* _TEXTE_:
Chronique : Voici venir les rêveurs

voici-venir-les-reveursLe rêve américain : but ultime d’une famille camerounaise qui a tout quitté pour le vivre pleinement

Imbolo Mbue, c’est un nom qui ne vous dit peut-être rien pour le moment, et c’est normal, Voici venir les rêveurs est son tout premier roman. Mais il a beau être son premier ouvrage, il a été un véritable phénomène éditorial, aussi bien aux États-Unis que dans le monde entier… tous les éditeurs s’en sont littéralement arraché les droits de traduction à la fameuse Foire du livre de Francfort en 2014. En France, ce sont les éditions Belfond qui ont décroché le droit de traduire et de publier son roman.

* _DONNÉES_:
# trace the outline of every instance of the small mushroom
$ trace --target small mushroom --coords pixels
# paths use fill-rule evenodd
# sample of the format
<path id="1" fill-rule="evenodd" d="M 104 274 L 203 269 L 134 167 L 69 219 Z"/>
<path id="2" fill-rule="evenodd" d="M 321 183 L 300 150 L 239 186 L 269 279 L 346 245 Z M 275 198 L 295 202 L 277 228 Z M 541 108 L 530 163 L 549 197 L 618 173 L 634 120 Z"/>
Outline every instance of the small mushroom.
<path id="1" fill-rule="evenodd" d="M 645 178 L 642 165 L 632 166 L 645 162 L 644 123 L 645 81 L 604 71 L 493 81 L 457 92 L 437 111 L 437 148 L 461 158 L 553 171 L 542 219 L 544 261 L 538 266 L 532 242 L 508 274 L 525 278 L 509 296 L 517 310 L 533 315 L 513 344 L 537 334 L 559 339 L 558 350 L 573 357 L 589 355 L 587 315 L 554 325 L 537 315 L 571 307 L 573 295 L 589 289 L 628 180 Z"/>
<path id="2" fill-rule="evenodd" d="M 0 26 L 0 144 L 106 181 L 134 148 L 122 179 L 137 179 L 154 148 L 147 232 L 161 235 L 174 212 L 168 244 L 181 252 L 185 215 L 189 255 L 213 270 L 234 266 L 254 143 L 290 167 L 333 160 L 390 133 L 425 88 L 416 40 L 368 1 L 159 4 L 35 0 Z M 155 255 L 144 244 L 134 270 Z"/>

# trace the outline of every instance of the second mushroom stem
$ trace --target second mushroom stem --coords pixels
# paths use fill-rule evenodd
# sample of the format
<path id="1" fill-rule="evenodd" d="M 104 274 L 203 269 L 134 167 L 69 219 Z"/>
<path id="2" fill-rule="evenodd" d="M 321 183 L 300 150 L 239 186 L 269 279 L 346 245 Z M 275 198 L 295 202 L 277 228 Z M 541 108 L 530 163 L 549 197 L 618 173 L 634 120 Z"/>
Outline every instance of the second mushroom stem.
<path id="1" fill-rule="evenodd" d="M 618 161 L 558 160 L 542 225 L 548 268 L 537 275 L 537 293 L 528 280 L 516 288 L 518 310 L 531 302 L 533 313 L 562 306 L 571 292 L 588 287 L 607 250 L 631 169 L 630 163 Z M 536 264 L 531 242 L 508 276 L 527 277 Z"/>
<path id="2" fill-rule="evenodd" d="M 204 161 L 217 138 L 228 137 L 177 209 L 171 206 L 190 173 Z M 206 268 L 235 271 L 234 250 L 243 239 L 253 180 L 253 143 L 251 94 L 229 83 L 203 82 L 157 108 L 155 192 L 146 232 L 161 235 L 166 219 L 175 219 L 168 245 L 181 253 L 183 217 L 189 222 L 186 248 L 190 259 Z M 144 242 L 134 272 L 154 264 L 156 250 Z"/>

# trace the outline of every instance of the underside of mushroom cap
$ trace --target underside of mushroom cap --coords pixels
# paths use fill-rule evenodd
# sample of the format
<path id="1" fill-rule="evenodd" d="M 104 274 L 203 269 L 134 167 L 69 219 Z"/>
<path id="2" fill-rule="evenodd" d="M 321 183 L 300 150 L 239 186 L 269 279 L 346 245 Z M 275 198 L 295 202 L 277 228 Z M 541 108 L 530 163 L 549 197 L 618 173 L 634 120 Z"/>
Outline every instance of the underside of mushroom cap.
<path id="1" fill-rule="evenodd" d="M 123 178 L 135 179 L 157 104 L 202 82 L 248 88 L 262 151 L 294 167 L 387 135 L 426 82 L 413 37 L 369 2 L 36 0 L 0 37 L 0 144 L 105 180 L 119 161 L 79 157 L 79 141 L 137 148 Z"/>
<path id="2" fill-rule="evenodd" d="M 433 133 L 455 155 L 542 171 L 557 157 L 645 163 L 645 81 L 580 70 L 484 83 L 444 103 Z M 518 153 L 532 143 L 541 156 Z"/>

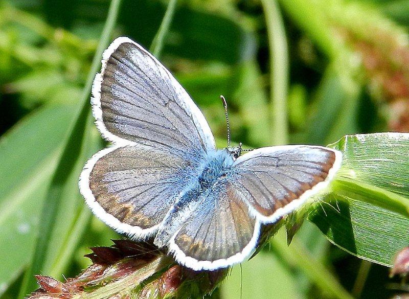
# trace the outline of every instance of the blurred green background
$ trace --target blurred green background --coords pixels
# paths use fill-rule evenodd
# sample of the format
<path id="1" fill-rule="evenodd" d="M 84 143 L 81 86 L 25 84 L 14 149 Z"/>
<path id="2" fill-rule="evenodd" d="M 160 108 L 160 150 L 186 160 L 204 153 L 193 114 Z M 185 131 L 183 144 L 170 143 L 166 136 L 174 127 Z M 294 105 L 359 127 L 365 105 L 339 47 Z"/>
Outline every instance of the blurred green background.
<path id="1" fill-rule="evenodd" d="M 111 39 L 125 35 L 149 48 L 167 5 L 124 0 Z M 0 2 L 1 298 L 18 295 L 50 186 L 59 188 L 58 206 L 40 274 L 74 276 L 89 264 L 88 247 L 120 237 L 90 215 L 77 187 L 84 161 L 104 145 L 90 118 L 82 145 L 66 146 L 109 5 Z M 220 94 L 236 143 L 326 145 L 345 134 L 409 131 L 408 25 L 404 0 L 179 0 L 160 59 L 203 112 L 219 147 L 226 145 Z M 64 150 L 75 163 L 58 164 Z M 50 185 L 56 171 L 69 174 Z M 309 222 L 286 242 L 280 232 L 242 272 L 233 267 L 212 297 L 405 292 L 387 267 L 331 245 Z"/>

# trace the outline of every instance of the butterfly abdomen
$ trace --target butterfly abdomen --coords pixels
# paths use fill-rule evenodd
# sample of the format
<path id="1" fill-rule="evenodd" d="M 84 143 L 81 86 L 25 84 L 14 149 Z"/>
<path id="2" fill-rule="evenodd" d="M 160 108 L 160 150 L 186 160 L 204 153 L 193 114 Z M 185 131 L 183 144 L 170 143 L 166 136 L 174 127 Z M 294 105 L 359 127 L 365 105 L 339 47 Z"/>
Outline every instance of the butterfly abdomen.
<path id="1" fill-rule="evenodd" d="M 213 205 L 209 200 L 214 199 L 208 198 L 209 191 L 222 188 L 224 177 L 231 171 L 233 163 L 233 157 L 225 151 L 217 151 L 209 155 L 200 168 L 197 179 L 188 185 L 162 222 L 155 238 L 155 245 L 160 247 L 166 246 L 194 211 L 206 210 L 208 205 Z"/>

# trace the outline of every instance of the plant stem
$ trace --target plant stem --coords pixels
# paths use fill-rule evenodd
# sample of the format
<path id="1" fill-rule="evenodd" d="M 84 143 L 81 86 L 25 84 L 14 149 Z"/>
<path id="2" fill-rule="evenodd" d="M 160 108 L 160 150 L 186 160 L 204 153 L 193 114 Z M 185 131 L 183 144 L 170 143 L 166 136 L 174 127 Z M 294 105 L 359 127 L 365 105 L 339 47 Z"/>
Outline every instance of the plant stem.
<path id="1" fill-rule="evenodd" d="M 287 94 L 288 53 L 284 24 L 275 0 L 261 0 L 264 10 L 270 51 L 270 87 L 272 145 L 288 143 Z"/>
<path id="2" fill-rule="evenodd" d="M 165 15 L 162 19 L 162 22 L 159 27 L 152 43 L 150 45 L 150 51 L 156 57 L 158 57 L 161 55 L 161 53 L 163 48 L 164 40 L 166 33 L 168 33 L 170 27 L 170 23 L 173 17 L 173 14 L 175 12 L 176 3 L 177 0 L 170 0 L 168 5 L 168 8 L 165 13 Z"/>
<path id="3" fill-rule="evenodd" d="M 61 193 L 64 185 L 71 174 L 71 170 L 81 156 L 79 154 L 81 152 L 84 131 L 87 123 L 87 117 L 89 113 L 89 91 L 95 74 L 100 67 L 102 52 L 110 38 L 120 3 L 121 0 L 112 0 L 111 2 L 106 21 L 88 75 L 82 98 L 80 102 L 80 109 L 74 118 L 70 133 L 65 139 L 64 151 L 54 173 L 44 200 L 41 212 L 41 221 L 39 227 L 31 263 L 25 274 L 19 292 L 19 298 L 24 298 L 28 292 L 35 289 L 36 284 L 34 274 L 41 273 L 44 264 L 49 243 L 52 238 L 53 223 L 56 220 L 58 213 L 59 202 L 62 198 Z"/>
<path id="4" fill-rule="evenodd" d="M 279 233 L 282 233 L 281 231 Z M 323 291 L 334 298 L 353 299 L 353 297 L 339 284 L 334 275 L 319 261 L 315 259 L 304 245 L 294 238 L 291 244 L 287 246 L 285 238 L 275 237 L 270 239 L 271 246 L 290 264 L 296 265 L 311 281 L 316 284 Z"/>

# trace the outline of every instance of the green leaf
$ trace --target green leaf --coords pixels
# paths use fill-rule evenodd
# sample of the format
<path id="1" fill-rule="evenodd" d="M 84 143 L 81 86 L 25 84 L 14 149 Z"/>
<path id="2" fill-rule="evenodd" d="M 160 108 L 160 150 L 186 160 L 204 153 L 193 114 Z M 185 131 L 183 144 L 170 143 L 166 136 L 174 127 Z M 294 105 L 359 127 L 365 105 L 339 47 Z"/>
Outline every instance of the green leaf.
<path id="1" fill-rule="evenodd" d="M 330 146 L 344 153 L 343 167 L 325 196 L 329 205 L 309 219 L 343 249 L 391 266 L 409 243 L 409 134 L 346 136 Z"/>
<path id="2" fill-rule="evenodd" d="M 28 114 L 0 140 L 0 285 L 29 261 L 47 187 L 75 111 L 50 105 Z M 2 290 L 5 288 L 0 288 Z"/>
<path id="3" fill-rule="evenodd" d="M 266 278 L 271 278 L 268 284 L 265 283 Z M 233 267 L 231 275 L 221 288 L 224 299 L 303 297 L 290 269 L 281 259 L 264 250 L 249 261 Z"/>
<path id="4" fill-rule="evenodd" d="M 30 265 L 25 273 L 19 297 L 24 297 L 27 293 L 34 290 L 36 286 L 33 275 L 40 272 L 47 264 L 47 249 L 50 248 L 50 243 L 52 243 L 53 240 L 53 227 L 58 220 L 57 216 L 60 211 L 59 209 L 63 199 L 64 187 L 69 184 L 71 175 L 75 173 L 73 170 L 77 164 L 85 162 L 82 144 L 87 120 L 90 117 L 88 102 L 89 91 L 94 77 L 100 67 L 100 59 L 102 52 L 110 38 L 120 2 L 120 0 L 112 0 L 111 2 L 105 25 L 80 102 L 79 108 L 74 117 L 73 125 L 70 127 L 69 135 L 64 141 L 63 152 L 59 157 L 58 166 L 53 174 L 43 205 L 41 221 L 35 241 L 35 249 Z"/>
<path id="5" fill-rule="evenodd" d="M 262 0 L 270 51 L 271 145 L 288 143 L 287 96 L 288 51 L 281 13 L 276 0 Z"/>

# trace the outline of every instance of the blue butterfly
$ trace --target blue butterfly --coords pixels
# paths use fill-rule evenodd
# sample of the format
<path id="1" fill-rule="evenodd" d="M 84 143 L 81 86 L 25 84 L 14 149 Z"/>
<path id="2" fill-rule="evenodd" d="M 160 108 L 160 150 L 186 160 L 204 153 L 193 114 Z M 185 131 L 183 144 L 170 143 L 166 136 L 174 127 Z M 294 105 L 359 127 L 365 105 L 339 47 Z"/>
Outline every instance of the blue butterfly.
<path id="1" fill-rule="evenodd" d="M 216 149 L 204 117 L 170 73 L 119 37 L 104 52 L 91 103 L 111 146 L 80 178 L 94 213 L 135 240 L 152 238 L 194 270 L 240 263 L 273 223 L 323 190 L 340 152 L 287 145 Z"/>

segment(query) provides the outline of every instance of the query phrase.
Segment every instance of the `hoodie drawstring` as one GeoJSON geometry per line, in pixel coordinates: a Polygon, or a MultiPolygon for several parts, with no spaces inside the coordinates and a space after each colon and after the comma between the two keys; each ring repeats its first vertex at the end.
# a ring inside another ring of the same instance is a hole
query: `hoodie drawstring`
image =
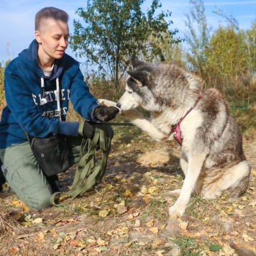
{"type": "MultiPolygon", "coordinates": [[[[56,101],[57,101],[57,111],[59,116],[60,121],[62,121],[61,119],[61,109],[60,109],[60,82],[59,78],[56,78],[56,101]]],[[[44,105],[47,103],[47,101],[45,98],[45,81],[43,78],[41,78],[41,102],[44,105]]]]}

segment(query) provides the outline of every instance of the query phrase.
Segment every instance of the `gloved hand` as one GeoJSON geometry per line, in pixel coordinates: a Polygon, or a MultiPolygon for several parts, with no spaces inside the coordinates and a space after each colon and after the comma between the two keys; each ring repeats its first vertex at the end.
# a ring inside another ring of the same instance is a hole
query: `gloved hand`
{"type": "Polygon", "coordinates": [[[84,121],[79,124],[78,134],[86,138],[93,140],[96,127],[92,125],[93,122],[84,121]]]}
{"type": "Polygon", "coordinates": [[[119,109],[115,106],[98,106],[94,112],[95,116],[101,122],[109,122],[114,118],[119,109]]]}

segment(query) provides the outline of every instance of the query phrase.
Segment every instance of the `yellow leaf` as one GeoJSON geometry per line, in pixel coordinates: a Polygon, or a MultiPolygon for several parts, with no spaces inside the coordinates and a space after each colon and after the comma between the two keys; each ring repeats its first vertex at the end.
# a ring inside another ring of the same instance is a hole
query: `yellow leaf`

* _À FAIRE_:
1. D'après le texte, quelle maison d'édition a obtenu le droit de traduire et de publier le roman en France ?
2. Relevez tous les noms de pays et de villes cités dans le texte.
3. Recopiez le texte en commençant à "Imbolo Mbue, c’est" et en finissant à "publier son roman.", et remplacez "ouvrage" par "livre".

* _CORRIGÉ_:
1. Les éditions Belfond.

2. États-Unis, Francfort, France

3.
Imbolo Mbue, c’est un nom qui ne vous dit peut-être rien pour le moment, et c’est normal, Voici venir les rêveurs est son tout premier roman. Mais il a beau être son premier livre, il a été un véritable phénomène éditorial, aussi bien aux États-Unis que dans le monde entier… tous les éditeurs s’en sont littéralement arraché les droits de traduction à la fameuse Foire du livre de Francfort en 2014. En France, ce sont les éditions Belfond qui ont décroché le droit de traduire et de publier son roman.